Zadanie pisemne:
Przepisz bez żadnych zmian wiersze poniżej, od wiersza zawierającego „# test: locate the dog's ear” aż do ostatniego wiersza, włącznie z oboma.

---- Pokazane wiersze

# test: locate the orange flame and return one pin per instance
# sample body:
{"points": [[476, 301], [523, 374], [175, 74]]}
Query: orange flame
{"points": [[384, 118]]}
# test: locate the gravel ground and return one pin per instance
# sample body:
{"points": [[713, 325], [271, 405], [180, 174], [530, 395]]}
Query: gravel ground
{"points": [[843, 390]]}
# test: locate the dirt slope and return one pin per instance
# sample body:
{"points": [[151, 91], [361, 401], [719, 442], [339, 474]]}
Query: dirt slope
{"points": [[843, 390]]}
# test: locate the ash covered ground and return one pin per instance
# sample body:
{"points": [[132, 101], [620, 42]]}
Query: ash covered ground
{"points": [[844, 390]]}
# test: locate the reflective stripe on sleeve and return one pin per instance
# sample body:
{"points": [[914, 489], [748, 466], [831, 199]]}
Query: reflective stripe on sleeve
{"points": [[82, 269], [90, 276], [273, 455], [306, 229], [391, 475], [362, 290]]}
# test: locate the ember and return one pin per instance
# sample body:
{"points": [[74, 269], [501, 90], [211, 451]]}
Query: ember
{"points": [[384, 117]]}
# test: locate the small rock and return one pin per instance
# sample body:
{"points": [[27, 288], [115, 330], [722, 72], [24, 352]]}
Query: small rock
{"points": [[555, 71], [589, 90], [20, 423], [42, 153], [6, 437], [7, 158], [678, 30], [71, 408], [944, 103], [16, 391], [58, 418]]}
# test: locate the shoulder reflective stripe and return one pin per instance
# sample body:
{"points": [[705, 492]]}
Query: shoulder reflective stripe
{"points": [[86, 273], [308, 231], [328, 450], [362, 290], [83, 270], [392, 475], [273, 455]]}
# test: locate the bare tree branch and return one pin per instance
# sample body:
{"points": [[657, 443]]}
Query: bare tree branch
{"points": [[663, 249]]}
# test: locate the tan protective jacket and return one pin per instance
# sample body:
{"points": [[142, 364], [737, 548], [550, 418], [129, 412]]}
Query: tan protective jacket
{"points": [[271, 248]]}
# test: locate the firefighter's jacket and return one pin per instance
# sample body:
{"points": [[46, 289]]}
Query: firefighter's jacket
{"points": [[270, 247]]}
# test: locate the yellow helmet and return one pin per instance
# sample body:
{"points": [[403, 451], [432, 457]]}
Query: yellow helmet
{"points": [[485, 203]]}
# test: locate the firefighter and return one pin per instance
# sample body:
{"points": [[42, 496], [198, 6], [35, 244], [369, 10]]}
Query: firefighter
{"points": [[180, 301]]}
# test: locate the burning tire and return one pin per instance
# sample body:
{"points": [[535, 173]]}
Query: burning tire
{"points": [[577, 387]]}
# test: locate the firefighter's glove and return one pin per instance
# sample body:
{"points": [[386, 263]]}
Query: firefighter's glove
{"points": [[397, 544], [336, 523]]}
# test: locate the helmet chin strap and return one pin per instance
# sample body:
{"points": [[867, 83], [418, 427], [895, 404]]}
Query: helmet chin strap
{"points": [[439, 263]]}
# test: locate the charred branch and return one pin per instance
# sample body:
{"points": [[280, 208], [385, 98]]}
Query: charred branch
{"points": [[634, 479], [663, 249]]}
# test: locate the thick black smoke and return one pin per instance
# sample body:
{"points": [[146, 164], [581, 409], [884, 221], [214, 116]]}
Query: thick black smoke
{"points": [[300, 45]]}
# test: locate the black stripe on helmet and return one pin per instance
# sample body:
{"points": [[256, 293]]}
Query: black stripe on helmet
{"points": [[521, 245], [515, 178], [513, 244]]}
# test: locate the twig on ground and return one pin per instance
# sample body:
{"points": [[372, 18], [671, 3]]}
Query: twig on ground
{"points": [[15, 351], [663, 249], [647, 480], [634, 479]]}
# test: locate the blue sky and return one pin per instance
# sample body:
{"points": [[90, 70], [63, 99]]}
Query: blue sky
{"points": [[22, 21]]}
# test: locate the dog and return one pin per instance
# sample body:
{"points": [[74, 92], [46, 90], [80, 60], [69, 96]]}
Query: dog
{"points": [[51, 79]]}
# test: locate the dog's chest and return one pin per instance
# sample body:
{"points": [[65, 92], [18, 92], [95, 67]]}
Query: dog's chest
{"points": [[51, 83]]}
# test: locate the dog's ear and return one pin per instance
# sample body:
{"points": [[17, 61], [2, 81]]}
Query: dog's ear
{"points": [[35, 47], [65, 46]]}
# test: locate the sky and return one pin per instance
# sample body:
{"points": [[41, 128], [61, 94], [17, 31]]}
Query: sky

--------

Rozwiązanie zadania:
# test: locate the dog's ear and return one pin per instance
# sample body:
{"points": [[17, 61], [2, 81]]}
Query: dog's ear
{"points": [[35, 47], [65, 46]]}
# test: locate the sky and return one pin per instance
# sample body:
{"points": [[41, 128], [61, 94], [17, 31]]}
Query: sky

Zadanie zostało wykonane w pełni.